Challenge
Pull out every line in the records below that contains the word "thumb", and copy each one in full.
--------------------
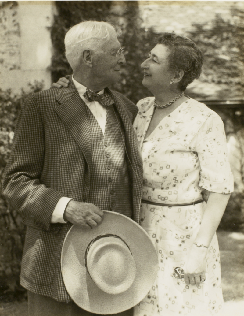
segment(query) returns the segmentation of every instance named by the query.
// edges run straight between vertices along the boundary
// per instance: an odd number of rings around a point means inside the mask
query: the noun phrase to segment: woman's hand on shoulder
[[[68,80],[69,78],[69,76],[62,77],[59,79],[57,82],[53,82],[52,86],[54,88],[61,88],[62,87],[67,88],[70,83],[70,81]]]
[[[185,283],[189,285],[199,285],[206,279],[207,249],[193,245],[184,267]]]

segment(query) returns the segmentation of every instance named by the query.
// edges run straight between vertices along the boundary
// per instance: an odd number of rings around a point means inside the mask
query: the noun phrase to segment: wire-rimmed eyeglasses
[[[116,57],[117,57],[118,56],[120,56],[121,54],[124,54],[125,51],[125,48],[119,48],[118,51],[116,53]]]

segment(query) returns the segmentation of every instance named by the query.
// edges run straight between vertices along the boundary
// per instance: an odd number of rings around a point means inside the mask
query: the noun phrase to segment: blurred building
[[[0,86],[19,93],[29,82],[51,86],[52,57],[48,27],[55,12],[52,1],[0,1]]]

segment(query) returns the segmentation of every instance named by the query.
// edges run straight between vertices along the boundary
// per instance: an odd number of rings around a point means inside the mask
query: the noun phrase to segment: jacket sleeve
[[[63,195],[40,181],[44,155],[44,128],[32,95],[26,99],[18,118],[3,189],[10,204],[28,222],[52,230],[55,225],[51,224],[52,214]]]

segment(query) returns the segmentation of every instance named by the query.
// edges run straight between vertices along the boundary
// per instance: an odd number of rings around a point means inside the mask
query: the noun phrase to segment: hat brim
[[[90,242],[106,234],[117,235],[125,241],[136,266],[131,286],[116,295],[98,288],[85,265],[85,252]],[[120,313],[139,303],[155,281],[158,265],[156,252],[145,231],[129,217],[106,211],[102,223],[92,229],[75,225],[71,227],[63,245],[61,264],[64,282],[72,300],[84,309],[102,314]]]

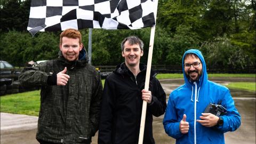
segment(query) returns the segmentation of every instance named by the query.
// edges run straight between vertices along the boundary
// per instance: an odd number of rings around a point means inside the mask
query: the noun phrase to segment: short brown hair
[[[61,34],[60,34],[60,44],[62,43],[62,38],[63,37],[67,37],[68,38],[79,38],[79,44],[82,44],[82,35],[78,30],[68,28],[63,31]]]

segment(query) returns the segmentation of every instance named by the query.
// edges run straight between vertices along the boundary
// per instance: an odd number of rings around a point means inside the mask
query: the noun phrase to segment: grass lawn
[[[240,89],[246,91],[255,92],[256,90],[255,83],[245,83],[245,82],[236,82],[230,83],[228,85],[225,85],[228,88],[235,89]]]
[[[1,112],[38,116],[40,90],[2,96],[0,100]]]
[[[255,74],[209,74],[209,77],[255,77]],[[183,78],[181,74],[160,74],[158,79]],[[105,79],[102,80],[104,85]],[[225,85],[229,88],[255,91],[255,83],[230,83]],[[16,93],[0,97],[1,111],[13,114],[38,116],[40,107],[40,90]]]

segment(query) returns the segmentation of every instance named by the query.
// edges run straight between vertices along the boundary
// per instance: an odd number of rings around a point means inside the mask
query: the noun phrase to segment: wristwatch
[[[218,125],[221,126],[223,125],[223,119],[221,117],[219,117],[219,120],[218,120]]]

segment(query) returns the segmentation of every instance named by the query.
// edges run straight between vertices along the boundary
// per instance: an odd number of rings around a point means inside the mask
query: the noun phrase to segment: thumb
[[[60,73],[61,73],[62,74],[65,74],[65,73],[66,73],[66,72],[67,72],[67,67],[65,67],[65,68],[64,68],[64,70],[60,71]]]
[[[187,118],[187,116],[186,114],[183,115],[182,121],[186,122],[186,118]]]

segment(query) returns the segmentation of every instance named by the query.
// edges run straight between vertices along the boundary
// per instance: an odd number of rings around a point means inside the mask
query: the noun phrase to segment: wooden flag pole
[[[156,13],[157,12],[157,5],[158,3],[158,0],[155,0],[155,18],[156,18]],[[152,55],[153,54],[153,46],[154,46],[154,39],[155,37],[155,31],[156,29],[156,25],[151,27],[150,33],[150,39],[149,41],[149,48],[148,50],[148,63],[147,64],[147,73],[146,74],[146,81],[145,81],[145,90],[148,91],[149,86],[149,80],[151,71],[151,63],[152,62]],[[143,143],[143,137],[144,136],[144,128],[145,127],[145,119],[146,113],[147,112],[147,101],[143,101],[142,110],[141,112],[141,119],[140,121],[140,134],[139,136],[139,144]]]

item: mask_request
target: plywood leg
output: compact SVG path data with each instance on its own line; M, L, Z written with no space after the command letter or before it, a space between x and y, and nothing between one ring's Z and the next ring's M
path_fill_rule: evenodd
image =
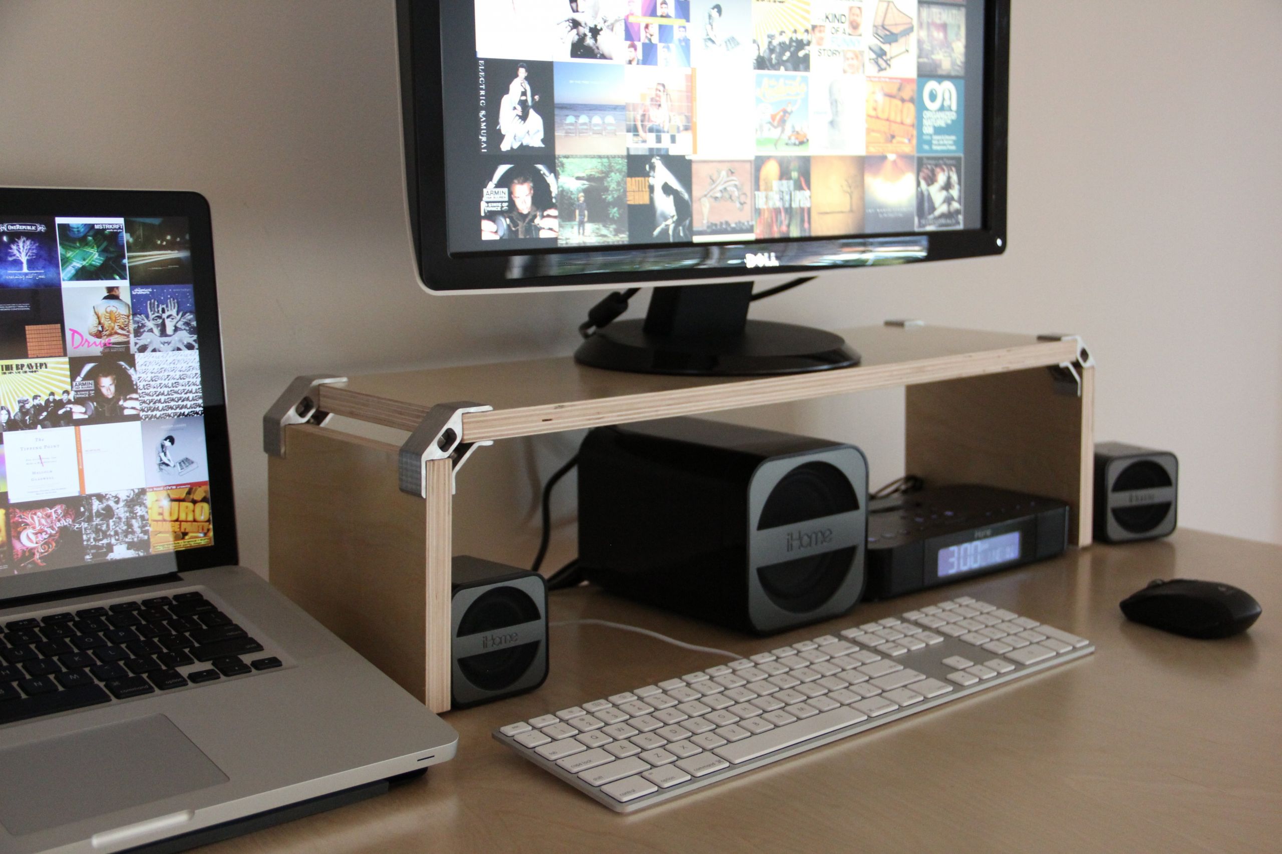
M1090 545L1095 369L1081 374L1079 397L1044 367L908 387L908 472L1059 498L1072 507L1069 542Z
--------------------
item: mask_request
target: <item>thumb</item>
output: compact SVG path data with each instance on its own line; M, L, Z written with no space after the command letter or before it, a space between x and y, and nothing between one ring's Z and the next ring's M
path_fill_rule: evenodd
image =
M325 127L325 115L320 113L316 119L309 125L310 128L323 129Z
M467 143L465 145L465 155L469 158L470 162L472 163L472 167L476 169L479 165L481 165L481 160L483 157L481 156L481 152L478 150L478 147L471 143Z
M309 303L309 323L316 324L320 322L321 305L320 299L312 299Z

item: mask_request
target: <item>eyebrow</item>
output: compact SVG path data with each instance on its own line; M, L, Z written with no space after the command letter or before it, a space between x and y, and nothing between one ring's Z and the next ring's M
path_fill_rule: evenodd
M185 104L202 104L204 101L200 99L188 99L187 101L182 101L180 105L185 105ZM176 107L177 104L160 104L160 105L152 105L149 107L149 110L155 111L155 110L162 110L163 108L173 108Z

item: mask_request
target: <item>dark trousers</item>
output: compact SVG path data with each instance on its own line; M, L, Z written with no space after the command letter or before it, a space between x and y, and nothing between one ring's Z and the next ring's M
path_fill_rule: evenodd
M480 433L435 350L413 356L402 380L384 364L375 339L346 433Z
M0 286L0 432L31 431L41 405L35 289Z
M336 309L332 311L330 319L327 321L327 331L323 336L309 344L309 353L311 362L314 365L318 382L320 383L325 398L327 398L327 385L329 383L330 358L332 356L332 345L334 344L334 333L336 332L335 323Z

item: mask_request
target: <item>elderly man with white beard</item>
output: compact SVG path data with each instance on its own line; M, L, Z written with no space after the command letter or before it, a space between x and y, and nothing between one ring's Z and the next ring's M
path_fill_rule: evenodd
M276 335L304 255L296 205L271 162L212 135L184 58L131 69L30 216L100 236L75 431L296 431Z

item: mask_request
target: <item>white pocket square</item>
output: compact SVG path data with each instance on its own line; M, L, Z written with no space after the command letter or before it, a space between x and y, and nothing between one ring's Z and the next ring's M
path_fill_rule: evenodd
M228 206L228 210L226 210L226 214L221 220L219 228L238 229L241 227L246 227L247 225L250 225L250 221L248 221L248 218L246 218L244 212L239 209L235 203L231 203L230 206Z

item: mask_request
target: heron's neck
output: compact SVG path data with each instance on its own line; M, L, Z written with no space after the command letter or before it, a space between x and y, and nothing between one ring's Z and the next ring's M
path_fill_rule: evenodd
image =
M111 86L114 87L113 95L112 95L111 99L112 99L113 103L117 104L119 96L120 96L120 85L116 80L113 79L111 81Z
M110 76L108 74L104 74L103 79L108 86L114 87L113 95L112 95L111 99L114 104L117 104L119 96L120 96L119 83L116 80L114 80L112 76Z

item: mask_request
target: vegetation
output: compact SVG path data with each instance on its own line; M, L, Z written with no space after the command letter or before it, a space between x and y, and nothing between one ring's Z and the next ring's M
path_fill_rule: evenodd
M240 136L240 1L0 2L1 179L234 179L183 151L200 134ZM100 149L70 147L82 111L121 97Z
--------------------
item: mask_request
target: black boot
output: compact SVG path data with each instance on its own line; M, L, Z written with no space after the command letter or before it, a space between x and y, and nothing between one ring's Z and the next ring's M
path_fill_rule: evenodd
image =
--------------------
Completed task
query: the noun phrase to segment: thumb
target: <item>thumb</item>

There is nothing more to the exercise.